Bepaal in hoeveel regels van de items het woord "muzzle" voorkomt, en geef alleen dat aantal.

----

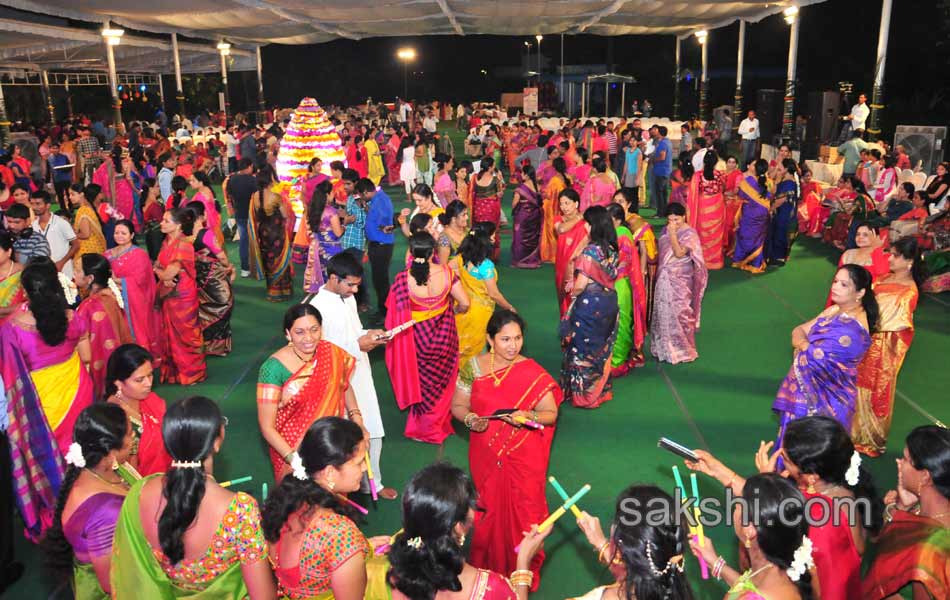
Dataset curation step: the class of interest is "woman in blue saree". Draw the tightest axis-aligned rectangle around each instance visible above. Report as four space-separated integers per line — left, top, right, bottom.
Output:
560 206 620 408
772 265 878 446
765 158 800 266
732 158 772 273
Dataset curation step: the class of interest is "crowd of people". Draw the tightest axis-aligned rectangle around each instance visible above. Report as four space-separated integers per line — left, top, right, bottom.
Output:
0 98 950 600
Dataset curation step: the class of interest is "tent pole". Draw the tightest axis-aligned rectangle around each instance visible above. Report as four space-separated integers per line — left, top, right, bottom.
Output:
782 15 800 139
106 41 123 131
672 36 680 121
699 37 709 121
732 20 745 129
257 46 267 112
172 33 185 119
868 0 891 140
40 69 56 125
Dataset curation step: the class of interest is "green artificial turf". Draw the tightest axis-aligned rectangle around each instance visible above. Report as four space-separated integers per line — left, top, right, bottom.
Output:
11 124 950 600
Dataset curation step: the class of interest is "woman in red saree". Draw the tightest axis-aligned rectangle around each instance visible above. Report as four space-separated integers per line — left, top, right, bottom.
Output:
452 310 563 590
554 188 588 319
686 150 726 269
73 254 132 399
105 219 164 368
386 231 469 444
541 157 580 263
257 303 363 483
861 425 950 600
105 344 172 477
153 208 207 385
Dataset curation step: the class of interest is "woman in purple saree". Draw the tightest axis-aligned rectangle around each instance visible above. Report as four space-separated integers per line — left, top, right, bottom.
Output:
732 158 771 273
650 204 709 365
772 265 878 446
511 164 542 269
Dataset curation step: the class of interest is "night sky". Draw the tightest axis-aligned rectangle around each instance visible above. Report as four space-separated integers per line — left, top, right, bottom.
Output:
263 0 950 137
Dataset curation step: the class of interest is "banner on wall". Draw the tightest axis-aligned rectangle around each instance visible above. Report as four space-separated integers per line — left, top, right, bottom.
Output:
523 88 538 115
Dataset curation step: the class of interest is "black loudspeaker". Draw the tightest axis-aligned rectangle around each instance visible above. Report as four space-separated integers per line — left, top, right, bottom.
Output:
755 90 785 144
805 91 841 144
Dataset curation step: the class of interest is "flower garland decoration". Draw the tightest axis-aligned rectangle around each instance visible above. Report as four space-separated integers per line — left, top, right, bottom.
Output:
277 98 346 222
786 535 815 581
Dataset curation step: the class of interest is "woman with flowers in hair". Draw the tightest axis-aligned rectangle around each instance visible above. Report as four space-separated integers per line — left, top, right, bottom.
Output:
262 417 390 600
41 404 132 600
73 254 133 398
686 417 884 600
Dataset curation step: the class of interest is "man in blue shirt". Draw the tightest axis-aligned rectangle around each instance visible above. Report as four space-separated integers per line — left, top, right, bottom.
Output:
649 125 673 216
46 142 73 214
356 177 394 319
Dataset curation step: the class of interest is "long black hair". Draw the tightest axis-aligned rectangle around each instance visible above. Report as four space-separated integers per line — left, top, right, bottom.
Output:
584 206 617 254
386 463 476 600
307 179 333 235
459 221 495 268
79 253 112 289
409 231 435 285
20 256 69 346
158 396 224 565
261 417 363 542
41 404 128 579
891 236 927 285
104 344 152 398
905 425 950 499
608 485 693 600
838 264 881 331
742 473 814 600
783 417 884 533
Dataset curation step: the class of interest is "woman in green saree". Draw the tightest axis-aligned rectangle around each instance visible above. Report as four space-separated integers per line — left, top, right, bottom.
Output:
111 396 276 600
42 404 133 600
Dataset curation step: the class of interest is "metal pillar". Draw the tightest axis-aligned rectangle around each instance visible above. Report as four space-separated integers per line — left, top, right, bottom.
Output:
699 37 709 121
0 75 10 148
106 40 123 132
673 37 680 121
868 0 891 141
40 69 56 125
221 52 231 123
732 21 745 131
257 46 267 112
172 33 185 120
782 15 800 139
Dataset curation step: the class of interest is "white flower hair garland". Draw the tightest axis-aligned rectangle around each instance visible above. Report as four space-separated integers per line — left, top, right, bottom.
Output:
66 442 86 469
785 535 815 581
844 450 861 486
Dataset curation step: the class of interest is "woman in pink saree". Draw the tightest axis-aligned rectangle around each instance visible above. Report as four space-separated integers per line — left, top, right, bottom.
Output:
650 204 709 365
686 150 726 269
580 156 617 214
105 220 162 368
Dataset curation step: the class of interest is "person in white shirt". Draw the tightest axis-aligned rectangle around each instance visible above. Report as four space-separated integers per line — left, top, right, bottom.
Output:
30 190 79 279
739 110 759 169
309 252 397 500
845 94 871 132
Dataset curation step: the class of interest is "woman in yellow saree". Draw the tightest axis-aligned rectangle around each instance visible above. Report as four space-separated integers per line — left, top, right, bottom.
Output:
455 221 515 365
257 304 363 483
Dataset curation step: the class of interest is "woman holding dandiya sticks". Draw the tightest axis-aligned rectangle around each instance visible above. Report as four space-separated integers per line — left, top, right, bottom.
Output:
386 232 469 444
861 425 950 600
559 206 620 408
732 158 772 273
152 208 207 385
105 219 164 367
257 304 363 482
452 310 563 589
772 265 878 446
650 204 709 365
851 237 923 456
554 188 589 318
248 165 295 302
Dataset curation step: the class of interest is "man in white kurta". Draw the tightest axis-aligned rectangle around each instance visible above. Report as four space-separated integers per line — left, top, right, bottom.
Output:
310 252 396 500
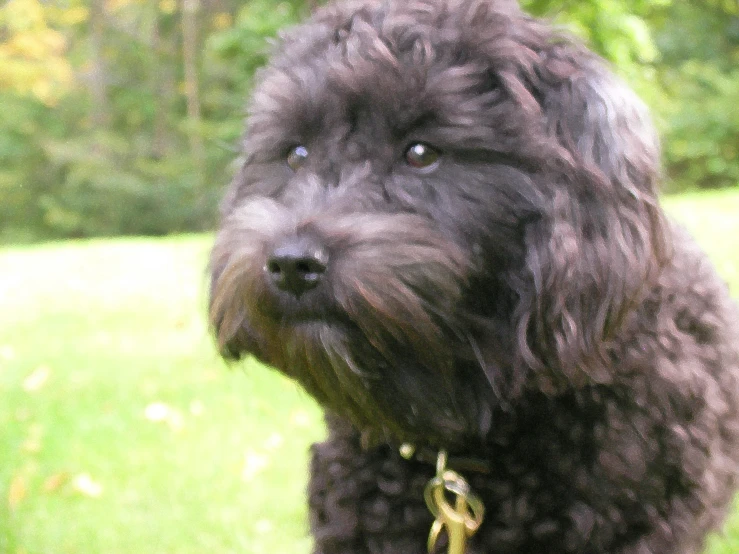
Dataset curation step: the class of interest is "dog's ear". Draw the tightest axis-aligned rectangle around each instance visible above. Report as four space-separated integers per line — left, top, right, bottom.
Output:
518 52 666 390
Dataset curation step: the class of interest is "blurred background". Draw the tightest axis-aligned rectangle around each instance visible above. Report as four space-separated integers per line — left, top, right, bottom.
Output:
0 0 739 242
0 0 739 554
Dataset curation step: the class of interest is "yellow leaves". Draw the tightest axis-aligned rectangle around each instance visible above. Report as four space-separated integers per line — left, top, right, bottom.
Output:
23 365 51 392
213 12 233 31
0 0 45 32
0 0 75 105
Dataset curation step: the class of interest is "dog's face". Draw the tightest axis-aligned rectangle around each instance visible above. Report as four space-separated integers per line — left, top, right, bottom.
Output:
211 0 661 445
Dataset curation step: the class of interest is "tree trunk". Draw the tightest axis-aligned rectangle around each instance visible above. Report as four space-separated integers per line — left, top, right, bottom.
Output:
182 0 205 185
90 0 111 129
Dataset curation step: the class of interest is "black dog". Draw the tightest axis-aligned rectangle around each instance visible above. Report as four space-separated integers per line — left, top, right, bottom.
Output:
211 0 739 554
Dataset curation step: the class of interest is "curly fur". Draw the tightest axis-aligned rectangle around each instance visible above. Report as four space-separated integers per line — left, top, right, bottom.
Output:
211 0 739 554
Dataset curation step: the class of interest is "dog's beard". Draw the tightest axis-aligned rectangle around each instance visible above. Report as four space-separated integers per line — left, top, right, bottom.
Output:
211 198 486 442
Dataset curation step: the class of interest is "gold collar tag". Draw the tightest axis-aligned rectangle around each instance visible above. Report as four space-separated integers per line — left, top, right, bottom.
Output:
424 450 485 554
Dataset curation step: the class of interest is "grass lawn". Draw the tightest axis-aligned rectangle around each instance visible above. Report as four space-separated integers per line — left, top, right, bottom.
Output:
0 191 739 554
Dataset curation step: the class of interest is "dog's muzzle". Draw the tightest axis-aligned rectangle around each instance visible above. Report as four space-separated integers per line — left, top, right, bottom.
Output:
264 236 328 298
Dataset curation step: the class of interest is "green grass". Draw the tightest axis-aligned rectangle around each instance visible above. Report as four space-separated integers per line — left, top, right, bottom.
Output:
0 191 739 554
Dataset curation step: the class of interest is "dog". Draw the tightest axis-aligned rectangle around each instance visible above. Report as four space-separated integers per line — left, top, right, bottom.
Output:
210 0 739 554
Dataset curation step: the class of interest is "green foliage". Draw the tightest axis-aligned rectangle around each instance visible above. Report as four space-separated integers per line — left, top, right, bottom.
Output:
0 191 739 554
0 0 739 241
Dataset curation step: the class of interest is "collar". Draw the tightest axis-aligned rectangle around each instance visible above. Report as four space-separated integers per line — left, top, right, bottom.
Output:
398 442 493 475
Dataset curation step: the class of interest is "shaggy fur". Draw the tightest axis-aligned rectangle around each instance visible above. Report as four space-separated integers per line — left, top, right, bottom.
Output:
211 0 739 554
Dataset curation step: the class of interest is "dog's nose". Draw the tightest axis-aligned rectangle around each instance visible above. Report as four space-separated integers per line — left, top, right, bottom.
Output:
265 237 328 297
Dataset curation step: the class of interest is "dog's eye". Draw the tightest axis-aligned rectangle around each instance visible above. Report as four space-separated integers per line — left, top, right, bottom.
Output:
287 144 308 171
405 142 441 169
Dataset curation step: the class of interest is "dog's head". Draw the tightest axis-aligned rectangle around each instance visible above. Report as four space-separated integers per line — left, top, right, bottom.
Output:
211 0 664 444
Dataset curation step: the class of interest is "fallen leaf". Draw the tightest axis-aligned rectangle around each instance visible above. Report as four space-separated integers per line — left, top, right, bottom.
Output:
8 475 28 509
254 519 274 535
23 365 51 392
241 450 269 482
72 473 103 498
21 423 44 454
190 400 205 417
43 471 71 492
264 433 285 450
144 402 170 421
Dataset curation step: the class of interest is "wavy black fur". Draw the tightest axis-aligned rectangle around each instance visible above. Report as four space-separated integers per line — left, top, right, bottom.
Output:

----

OPLOSSING: 1